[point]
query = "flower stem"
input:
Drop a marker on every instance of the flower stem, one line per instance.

...

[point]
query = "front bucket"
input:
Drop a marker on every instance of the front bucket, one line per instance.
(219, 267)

...

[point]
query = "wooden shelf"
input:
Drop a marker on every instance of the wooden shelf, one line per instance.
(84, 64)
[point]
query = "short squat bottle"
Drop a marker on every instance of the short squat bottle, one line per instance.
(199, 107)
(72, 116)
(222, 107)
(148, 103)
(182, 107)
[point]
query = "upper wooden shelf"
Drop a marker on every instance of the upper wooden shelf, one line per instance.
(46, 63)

▶ Directions for this task:
Spot the lines above that mention "flower" and copy them.

▶ Solution to the exercise:
query = "flower stem"
Drop a marker on every instance of the flower stem, one line per instance.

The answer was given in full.